- _EXERCISE_: In full and without alteration, write out the data below.

Start of SUPPLIED INFORMATION

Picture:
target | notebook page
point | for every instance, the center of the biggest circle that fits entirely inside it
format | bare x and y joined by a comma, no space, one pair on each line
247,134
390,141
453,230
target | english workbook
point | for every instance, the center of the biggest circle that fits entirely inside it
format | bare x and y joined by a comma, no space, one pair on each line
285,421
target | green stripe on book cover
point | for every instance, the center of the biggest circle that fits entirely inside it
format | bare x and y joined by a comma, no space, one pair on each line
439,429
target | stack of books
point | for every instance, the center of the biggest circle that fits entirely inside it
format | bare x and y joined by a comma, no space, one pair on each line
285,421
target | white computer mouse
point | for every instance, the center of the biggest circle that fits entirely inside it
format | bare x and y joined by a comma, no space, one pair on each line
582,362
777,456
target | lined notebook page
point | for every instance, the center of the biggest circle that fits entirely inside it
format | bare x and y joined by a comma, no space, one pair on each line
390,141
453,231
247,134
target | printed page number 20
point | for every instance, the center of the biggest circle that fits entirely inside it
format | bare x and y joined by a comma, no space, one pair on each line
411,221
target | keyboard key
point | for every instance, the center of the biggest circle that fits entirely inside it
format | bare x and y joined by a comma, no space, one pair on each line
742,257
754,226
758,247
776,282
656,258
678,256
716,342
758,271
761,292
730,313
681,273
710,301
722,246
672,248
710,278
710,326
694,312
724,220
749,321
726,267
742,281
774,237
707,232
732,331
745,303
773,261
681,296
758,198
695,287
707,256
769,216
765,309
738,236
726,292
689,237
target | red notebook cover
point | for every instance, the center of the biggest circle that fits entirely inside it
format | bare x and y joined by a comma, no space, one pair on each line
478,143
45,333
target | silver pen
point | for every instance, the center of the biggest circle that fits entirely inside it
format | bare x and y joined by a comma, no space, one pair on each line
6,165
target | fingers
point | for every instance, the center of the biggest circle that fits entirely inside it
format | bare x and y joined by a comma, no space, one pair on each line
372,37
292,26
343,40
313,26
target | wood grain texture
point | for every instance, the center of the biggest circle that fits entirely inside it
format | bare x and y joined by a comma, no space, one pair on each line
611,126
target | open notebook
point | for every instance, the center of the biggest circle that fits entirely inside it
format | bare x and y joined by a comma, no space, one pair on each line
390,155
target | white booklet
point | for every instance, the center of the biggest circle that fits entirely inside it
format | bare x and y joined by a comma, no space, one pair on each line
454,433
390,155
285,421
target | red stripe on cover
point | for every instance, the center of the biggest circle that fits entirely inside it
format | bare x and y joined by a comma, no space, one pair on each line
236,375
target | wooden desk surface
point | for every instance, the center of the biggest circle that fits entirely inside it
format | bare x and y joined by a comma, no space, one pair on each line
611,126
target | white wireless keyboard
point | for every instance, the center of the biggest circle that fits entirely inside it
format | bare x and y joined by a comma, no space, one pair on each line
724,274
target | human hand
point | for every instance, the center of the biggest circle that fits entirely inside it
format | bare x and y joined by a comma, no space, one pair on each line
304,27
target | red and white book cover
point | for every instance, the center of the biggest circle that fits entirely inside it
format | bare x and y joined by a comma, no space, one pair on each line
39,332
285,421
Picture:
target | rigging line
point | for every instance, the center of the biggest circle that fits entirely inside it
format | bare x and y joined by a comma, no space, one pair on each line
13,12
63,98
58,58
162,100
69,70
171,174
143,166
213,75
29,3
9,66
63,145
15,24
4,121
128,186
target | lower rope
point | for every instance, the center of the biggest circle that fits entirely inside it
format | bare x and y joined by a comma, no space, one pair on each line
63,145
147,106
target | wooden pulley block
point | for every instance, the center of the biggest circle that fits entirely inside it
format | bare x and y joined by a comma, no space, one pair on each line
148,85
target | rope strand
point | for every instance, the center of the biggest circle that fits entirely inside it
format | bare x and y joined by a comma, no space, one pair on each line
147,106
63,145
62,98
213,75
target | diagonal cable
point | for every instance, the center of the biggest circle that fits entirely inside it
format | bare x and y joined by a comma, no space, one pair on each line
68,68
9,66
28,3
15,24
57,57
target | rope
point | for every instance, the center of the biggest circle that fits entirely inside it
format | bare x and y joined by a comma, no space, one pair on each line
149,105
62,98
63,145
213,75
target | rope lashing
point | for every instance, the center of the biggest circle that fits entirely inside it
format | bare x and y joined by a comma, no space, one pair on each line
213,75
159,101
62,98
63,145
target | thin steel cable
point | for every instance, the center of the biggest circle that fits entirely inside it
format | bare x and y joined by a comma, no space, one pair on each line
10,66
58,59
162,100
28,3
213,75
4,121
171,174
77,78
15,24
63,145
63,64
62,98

End of SUPPLIED INFORMATION

- _EXPECTED ANSWER_:
Picture:
target | notebook page
point | for every instance, the center of the biggest circle that fits entirely inside it
format | bare x and y joined by a comma, no space, one pair on each line
247,134
390,141
453,230
target | english workbook
point | for every instance, the center of the biggest circle that fits entirely inside it
format | bare x and y joined by a comma, no space, one pair on each line
285,421
target | green stripe on book cover
point | for every instance, the center of the biggest circle that fits entirely inside it
format | bare x and y joined by a comma, no space, one pair on each line
439,429
target | stack of books
point | for every instance, the center of the biggest circle that fits entirely inside it
format | bare x and y joined by a comma, no space, one pair on each line
285,421
target | white computer mouse
point | for every instance, the center of the biggest circle that fits entirely inside it
format | bare x and y joined by a comma, no space, one pair on each line
582,362
777,456
target | lined notebook page
point | for every instance, the center of the biggest circle that fits entirely inside it
format | bare x and y joined by a comma, no space, one pair on each line
390,141
453,231
247,134
target | printed page number 20
point | for every instance, the center of the biggest circle that fits entirely inside it
format | bare x and y joined by a comma, no space, one pair on each line
411,221
target | keyboard key
point | for every instance, the center of the biggest circle that fits entirely inside it
format | bare x and y joined by a comma, no space, one pair on each line
742,257
754,226
758,247
776,282
656,258
678,256
716,342
758,271
761,292
730,313
681,273
710,301
722,246
672,248
710,278
710,326
694,312
724,220
749,321
726,267
742,281
774,237
707,232
732,331
745,303
773,261
681,296
758,198
695,287
707,256
769,216
765,309
738,236
726,292
689,237
target | red notebook cover
point | for every instance, the center of the biggest circle that fits entirely inside it
format | bare x and y joined by a comma, no space, one pair on each line
478,143
45,333
target | silver pen
point | for every instance, the center of the biggest circle that fits entirely inside it
format | bare x and y joined by a comma, no space, one pair on each line
6,165
target | fingers
point | for every instance, the center of the biggest circle that fits entirely inside it
format | bare x and y joined by a comma, no space, one pair on each line
372,37
292,26
343,40
313,26
target | wood grain texture
point | for every instance, the center of the biggest circle that fits entirely inside it
format | bare x and y joined by a comma, no space, one pair on each line
611,126
target | open notebook
point | for every instance, the center of the biggest circle that fits entirely inside it
format | bare x and y joined by a comma, no space, one pair on each line
390,155
target | white booklet
point | for every instance, the center of the biggest circle that fits entirely inside it
format | bare x and y joined by a comma, no space, one pair on each line
454,433
390,155
285,421
target | red stripe on cover
point | for every instance, the center of the biggest circle that fits entirely inside it
format | bare x and y joined by a comma, no space, one pair on each line
236,375
target | wooden desk surface
point | for every instance, the center of the biggest circle that fits entirely inside it
format | bare x and y joined by a comma, no space, one pair on each line
611,126
target | white wireless keyboard
point | for every instance, the center of the biggest circle that fits entirely inside it
format | bare x and y joined by a comma, no space, one pair on each line
724,274
target | human hand
point | for every instance, the center of the biggest circle that fits entirely inside it
format | bare x and y joined by a comma, no space, one pair on each line
304,27
target | red and white book cover
point | for every instance, the center of the biggest circle that fits entirely inside it
format | bare x and y joined by a comma, no space, one pair on each line
39,332
285,421
Picture:
target | rigging line
point | for every instance, the center of the biggest circle that fits entirely inside it
format | bare x and y joined by a comma, no space, one pair on each line
13,12
63,98
58,58
162,100
69,70
171,174
143,166
213,75
29,3
9,66
63,145
15,24
4,121
128,186
target | lower rope
point | for every instance, the center of the biggest circle that fits entirely inside it
format | bare x and y joined by a comma, no space, one pair on each line
63,145
147,106
target | wooden pulley block
point | for every instance, the center of the biggest circle that fits entirely inside it
format | bare x and y joined by a comma, no space, one pair on each line
148,85
target | rope strand
point | for every instance, the center of the biggest circle that fits entirely inside it
format | bare x and y joined by a comma, no space, one pair on each line
147,106
63,145
62,98
213,75
target | diagonal cable
point | for every instance, the center of the biggest circle that fits entirely inside it
format | bare x and y joined by a comma, no space, one pair on each line
68,68
9,66
28,3
15,24
57,57
target | rope
point | for every instance, the center of the biggest circle that fits entirely inside it
format | bare x and y joined by a comma, no space, one pair on each line
149,105
62,98
63,145
213,75
target | rope lashing
point | for every instance, the center of the biggest circle that fits entirely inside it
format | bare x and y joined by a comma, no space, one pair on each line
213,75
159,101
62,98
63,145
target | thin steel cable
point | for every instance, the center of the biggest circle that fits entirely inside it
format | bare x and y joined by a comma, no space, one pair on each line
10,66
58,59
162,100
28,3
213,75
4,121
171,174
77,78
15,24
63,145
63,64
62,98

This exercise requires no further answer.